**TEXT PASSAGE**:
Start of Block

What It Means to "Trust the Process"
Not the political process, but the process of creating and preserving knowledge
I’ve been thinking a lot about the phrase “Trust the Process.”
Basketball fans recognize it as the motto of the Philadelphia 76ers. Great congruity, right? A team named for the founding date of American democracy is the sports world’s champion of “process.”
And that’s certainly one reason why I keep hearing these words echoing in my head.
We just watched the democratic process at work again. And it did work, in its way. The people chose their government, fairish and squarish (setting aside, for the moment, the multitude of ways in which minority votes are routinely suppressed). And those of us who did not get the government we want have to go back to the drawing board—or, perhaps, to a blank slate.
But that’s only one particular process, and a narrow one at that.
Today I’m interested in a bigger-picture process.
The phrase “Trust the Process” originally referred to the need for commitment and persistence over immediate gratification. In sports, not politics.
In its original context, the phrase was a reminder, to a basketball team, that it could not cut corners and still win a championship. It was a reminder that the entire team had to make tough decisions, and stay disciplined, and do a million boring and potentially unpopular things, and do them all well, and stick to the plan in the face of adversity, before it achieved its ultimate goal.
That’s The Process.
In a lot of ways, that process has been my life.
It was my life when I played basketball as a kid and spent hours alone in my backyard, dribbling around lawn chairs. It was my life as a scholar when I was wandering the bowels of Boston’s libraries, searching for rare books about obscure, nineteenth-century American philosophers—books no one but me had ever read before. (I mean this literally. I used to carry a penknife with me, so I could cut the brittle pages open for the first time.)
And it is my life as a writer now.
Sexy, huh?
There are no shortcuts between a blank screen and this little blog post. I have to do my research, and think through every word, and type every letter and punctuation mark, and rewrite, and edit…every step a little bit of drudgery, and a little discovery too.
Science works this way too, as big discoveries follow hundreds of hours of mind-numbing detail- and precision-work, and false starts, and testing, and debate among dozens of individual researchers, and peer review, and lots of trial and error. We call it “the scientific method.”

End of Block

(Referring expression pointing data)
Start of Block

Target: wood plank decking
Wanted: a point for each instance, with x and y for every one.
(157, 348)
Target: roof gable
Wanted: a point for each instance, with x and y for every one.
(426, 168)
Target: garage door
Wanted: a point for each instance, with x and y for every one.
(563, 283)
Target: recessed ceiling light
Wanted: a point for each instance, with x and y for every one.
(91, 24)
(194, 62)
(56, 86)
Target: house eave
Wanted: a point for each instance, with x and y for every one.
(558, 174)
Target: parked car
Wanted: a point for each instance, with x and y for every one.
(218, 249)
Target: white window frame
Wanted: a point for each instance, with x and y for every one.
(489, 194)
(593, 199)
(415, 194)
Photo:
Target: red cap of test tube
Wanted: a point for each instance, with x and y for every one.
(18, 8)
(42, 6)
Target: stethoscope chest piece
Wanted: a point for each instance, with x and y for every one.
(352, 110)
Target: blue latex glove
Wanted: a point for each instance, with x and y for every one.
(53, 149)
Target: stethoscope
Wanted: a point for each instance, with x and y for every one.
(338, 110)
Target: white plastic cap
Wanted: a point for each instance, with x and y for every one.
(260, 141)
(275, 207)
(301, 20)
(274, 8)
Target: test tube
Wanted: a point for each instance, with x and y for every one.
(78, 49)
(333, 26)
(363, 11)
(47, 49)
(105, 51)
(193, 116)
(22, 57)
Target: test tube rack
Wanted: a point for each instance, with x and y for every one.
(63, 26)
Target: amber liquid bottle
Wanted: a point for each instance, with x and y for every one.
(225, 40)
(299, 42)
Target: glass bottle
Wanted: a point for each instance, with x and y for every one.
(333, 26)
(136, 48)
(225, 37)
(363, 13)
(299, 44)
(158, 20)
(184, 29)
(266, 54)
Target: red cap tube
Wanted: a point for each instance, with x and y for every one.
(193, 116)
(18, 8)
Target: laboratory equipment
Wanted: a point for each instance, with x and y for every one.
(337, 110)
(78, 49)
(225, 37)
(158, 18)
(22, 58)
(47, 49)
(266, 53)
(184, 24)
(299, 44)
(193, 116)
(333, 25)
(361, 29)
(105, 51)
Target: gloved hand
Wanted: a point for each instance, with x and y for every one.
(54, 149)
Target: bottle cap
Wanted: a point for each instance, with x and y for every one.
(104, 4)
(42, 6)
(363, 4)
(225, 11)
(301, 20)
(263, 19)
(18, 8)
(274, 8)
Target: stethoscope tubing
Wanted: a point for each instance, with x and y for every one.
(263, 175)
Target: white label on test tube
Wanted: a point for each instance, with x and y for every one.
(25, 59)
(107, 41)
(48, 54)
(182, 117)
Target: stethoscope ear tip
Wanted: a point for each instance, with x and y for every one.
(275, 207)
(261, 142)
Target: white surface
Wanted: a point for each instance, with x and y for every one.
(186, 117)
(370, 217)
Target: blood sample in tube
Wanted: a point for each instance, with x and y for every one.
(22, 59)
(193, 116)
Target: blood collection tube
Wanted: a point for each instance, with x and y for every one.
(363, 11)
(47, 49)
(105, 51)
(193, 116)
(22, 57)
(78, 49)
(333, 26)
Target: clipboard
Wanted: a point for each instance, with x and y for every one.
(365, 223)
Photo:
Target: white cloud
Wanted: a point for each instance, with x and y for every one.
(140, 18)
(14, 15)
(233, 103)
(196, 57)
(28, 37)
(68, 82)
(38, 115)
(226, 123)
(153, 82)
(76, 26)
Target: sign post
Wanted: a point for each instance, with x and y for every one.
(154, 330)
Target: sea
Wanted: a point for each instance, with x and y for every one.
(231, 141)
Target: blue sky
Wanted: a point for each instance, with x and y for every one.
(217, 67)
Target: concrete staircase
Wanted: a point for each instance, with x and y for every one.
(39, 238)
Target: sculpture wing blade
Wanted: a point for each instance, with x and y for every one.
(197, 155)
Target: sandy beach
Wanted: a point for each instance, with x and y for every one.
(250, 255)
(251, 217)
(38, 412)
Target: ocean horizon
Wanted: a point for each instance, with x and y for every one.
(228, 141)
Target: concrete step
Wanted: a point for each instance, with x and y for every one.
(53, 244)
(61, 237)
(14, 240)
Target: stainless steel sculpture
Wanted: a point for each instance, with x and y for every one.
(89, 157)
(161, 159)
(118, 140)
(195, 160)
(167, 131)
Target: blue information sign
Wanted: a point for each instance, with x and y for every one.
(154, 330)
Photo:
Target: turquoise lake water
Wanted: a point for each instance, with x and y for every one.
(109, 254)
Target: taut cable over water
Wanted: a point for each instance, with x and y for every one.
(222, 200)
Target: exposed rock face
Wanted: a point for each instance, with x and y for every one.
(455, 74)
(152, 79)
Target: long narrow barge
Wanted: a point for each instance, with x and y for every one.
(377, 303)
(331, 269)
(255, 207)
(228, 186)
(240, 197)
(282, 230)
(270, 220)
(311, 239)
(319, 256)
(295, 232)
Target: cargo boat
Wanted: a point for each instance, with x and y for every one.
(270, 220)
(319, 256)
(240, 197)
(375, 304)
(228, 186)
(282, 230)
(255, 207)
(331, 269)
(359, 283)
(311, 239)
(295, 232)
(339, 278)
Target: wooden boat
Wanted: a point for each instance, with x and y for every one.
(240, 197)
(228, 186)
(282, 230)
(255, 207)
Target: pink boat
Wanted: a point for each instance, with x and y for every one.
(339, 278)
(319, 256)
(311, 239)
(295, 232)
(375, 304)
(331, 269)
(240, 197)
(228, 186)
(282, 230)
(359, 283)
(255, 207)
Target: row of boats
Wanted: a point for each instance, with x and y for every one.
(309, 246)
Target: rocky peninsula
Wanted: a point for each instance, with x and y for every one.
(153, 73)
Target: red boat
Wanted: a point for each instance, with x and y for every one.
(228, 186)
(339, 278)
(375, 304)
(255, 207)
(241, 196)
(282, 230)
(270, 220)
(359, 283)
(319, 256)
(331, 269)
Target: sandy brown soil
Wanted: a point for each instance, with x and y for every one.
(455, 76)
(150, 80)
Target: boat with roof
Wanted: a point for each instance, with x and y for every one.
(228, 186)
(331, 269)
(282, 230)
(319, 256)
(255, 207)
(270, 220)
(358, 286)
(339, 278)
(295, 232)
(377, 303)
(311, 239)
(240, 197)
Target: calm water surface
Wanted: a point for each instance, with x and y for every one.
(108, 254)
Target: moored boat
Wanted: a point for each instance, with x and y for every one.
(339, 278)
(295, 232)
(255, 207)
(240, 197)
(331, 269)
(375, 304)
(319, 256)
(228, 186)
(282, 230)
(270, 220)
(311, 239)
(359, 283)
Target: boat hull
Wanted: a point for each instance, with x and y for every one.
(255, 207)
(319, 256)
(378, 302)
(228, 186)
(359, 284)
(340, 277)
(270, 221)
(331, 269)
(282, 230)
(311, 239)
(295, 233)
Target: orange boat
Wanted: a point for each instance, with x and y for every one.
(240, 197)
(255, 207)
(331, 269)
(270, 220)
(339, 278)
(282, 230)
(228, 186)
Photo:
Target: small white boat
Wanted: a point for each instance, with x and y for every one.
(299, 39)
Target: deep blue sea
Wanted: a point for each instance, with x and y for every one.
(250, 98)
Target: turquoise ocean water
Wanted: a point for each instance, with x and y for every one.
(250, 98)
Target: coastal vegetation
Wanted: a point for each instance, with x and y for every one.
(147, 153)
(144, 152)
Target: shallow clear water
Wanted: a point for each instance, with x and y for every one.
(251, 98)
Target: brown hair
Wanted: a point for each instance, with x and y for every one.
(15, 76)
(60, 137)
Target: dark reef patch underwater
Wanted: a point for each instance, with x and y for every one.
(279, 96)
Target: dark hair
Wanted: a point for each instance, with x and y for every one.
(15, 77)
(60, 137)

End of Block

**WORK INSTRUCTIONS**:
1/ Decide whether each statement agrees with the passage on "Trust the Process," answering yes or no and quoting the deciding words of that passage: (a) The phrase "Trust the Process" first referred to politics. (b) The writer carried a penknife to cut brittle pages open. (c) The writer says a blog post can be produced by skipping steps.
2/ Pick up the passage on "Trust the Process" after its final sentence and keep writing it.

**RESULTS FOR EACH TASK**:
1/
(a) No: "In sports, not politics."
(b) Yes: "I used to carry a penknife with me, so I could cut the brittle pages open for the first time."
(c) No: "There are no shortcuts between a blank screen and this little blog post."

2/
In fact, all knowledge is method. All knowledge is never-ending process. Not just “elite” knowledge but all knowledge and every trade.
The only people who experience anything like immediate gratification in this world are the ones wealthy enough to buy it. (And even they can’t buy their own skills, or abilities, or discipline, or facts, or their own ideas.)
Everyone else grinds.
If you observe The Process—any process—in the middle of the grind, it can seem absurd.
You might see a basketball player miss dozens of shots as she adjusts her shooting form.
Or a writer obsess over a single sentence for an entire afternoon, only to realize that the idea it expresses is a tired cliché.
Or a scientist in a laboratory studying the digestive habits of the banana slug, looking for a single clue to some heretofore hidden phenomenon that may or may not be a key to a future medical discovery. (I may have made up that example…but I don’t think so.)
Each of these things, if we trust the process, can be a step toward progress.
Now…I’m not suggesting that we should have infinite patience with every process. We should have NO patience when people are sick and suffering and wounded and dying, for example.
And I’m not sitting on my hands, patiently waiting to see if the winners of this year’s election will govern equitably. I don’t trust them, or our political process, or corporate power, enough for that. I’m already trying to preserve what should not be lost—like The Process.
But nothing of value comes easily.
Knowledge and expertise are not acquired with corporate efficiency. (Hell. Corporate knowledge and expertise are not acquired with corporate efficiency.)
And we should have a little humility when judging good people in the middle of their process, especially if we don’t have the experience required to understand every step.
Again, I’m not saying we always need to stay in our lanes. Good citizens should have strong opinions and a breadth of knowledge, and a healthy democracy is a forum for nonviolent conflict.
I am saying, however, that we should always question our own motives first—We’re so quick to ridicule what we don’t understand!—and our opinions should be as well-informed as we can make them.
All of us should be accountable for the work we do. But it’s lazy and irresponsible and self-defeating to condemn good people in the middle of their process…as too many politicians do when they don’t like what the experts tell them, or when they’re looking to score cheap points with an angry electorate.
Impatience and impulsivity are features of childhood. And the demonization of expertise is a feature of fascism. And the combination of the two—childish fascism—can destroy everything we’ve achieved in this country, if we’re not careful.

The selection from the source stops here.